** Work instruction **
Where a line of the entries holds the string "point", copy that line.

** Records for the exercise **
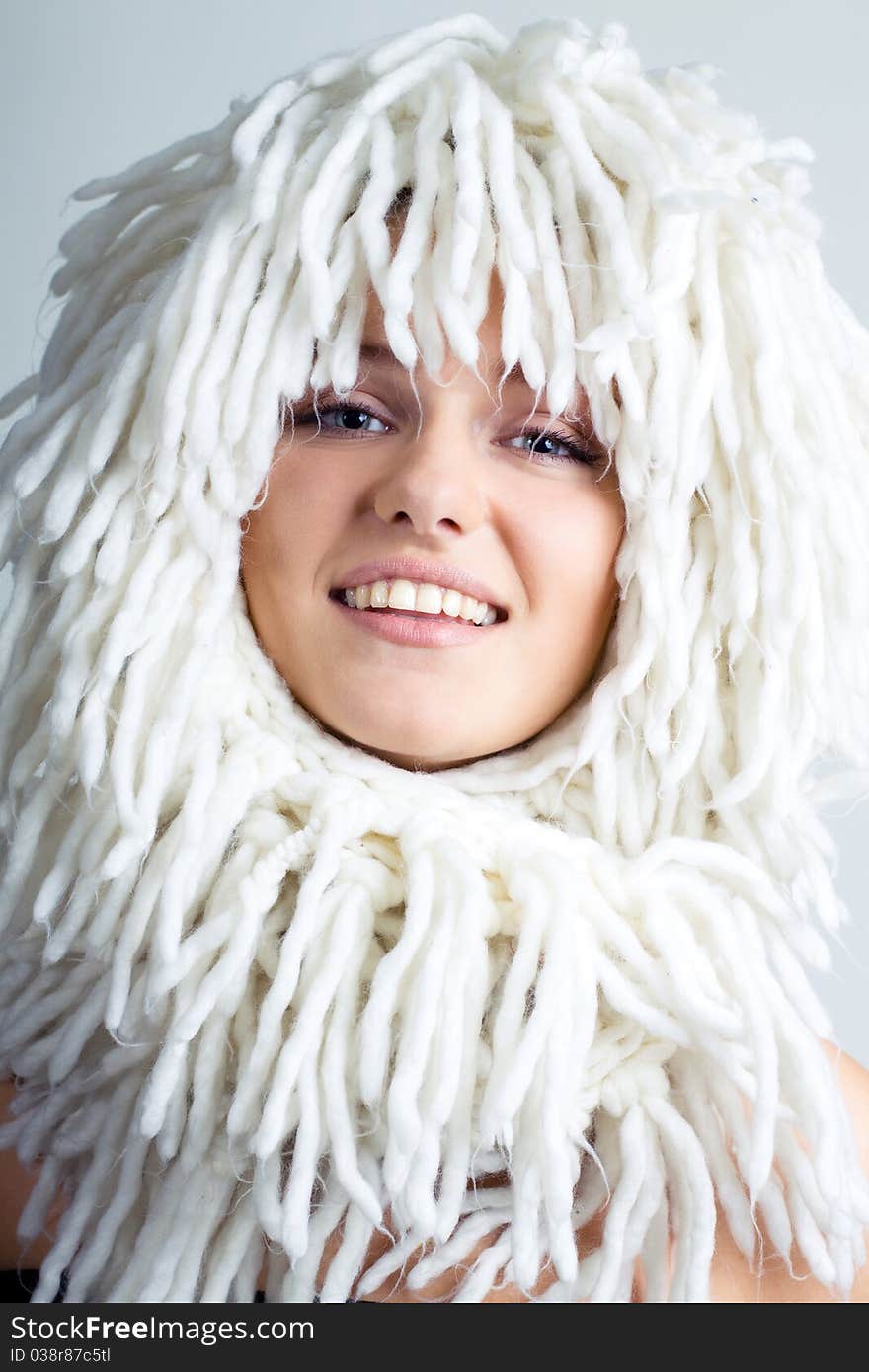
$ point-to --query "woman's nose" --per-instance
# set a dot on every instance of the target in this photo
...
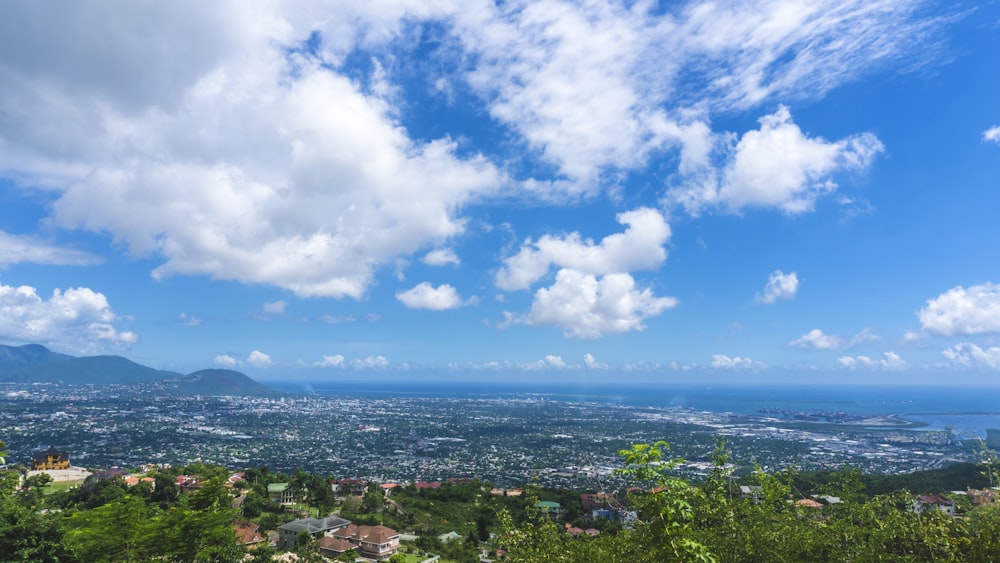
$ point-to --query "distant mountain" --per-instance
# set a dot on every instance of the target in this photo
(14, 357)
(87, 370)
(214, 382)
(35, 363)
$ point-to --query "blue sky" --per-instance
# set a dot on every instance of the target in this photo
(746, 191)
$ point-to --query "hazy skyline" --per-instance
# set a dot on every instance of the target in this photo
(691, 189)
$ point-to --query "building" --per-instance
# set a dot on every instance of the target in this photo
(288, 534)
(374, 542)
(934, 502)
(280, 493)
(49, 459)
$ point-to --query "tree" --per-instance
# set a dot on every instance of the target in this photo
...
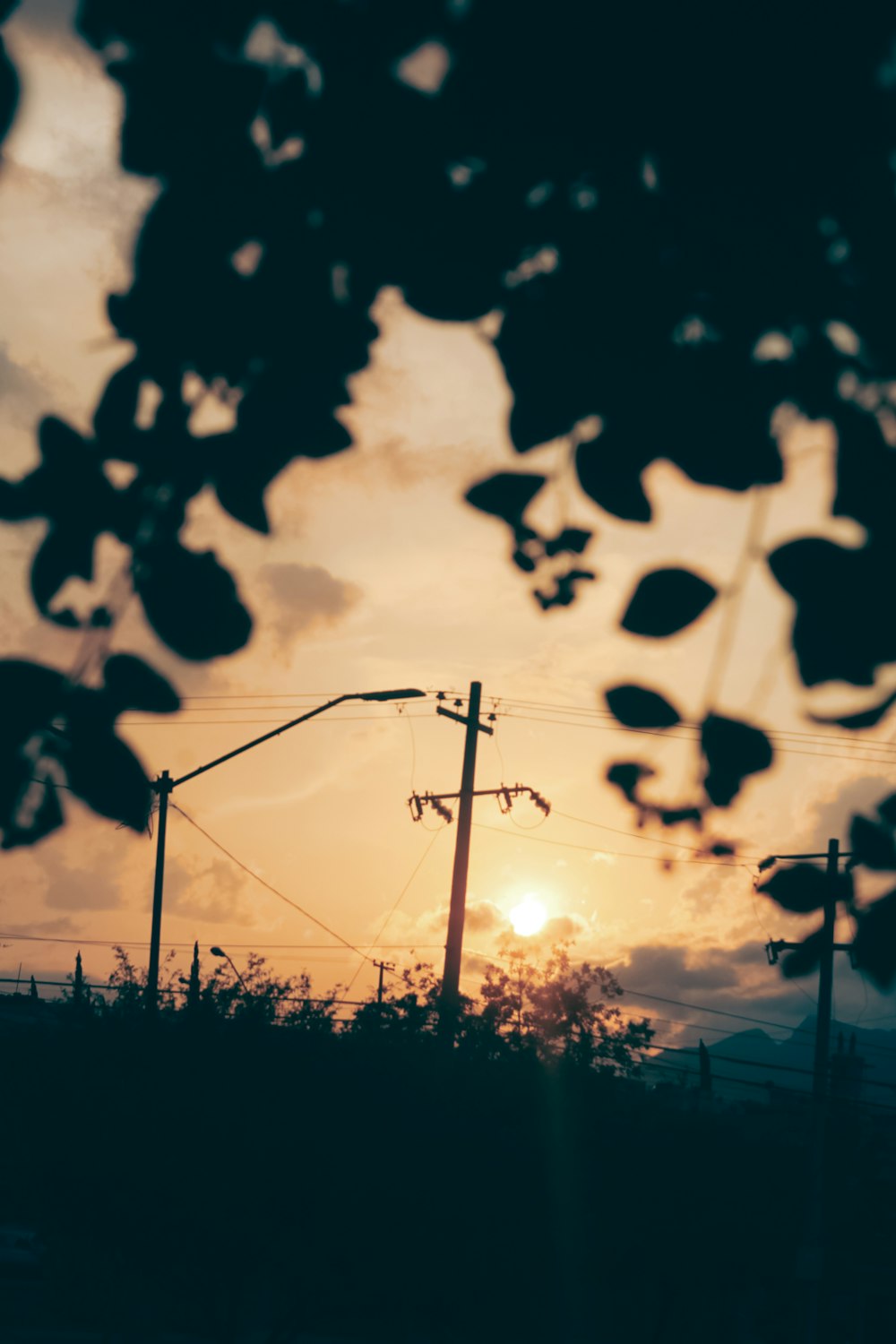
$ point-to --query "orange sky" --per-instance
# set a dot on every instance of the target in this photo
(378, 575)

** Solution **
$ point-to --query "woman's nose" --per-instance
$ point-to --query "distant mountain" --per-instance
$ point-to --query "blue sky" --per-instance
$ point-to --query "hazy skyline" --per-instance
$ point-to --query "building" --per-instance
$ point-to --query "tree" --per-instance
$ point-to --query "orange sky" --per-instance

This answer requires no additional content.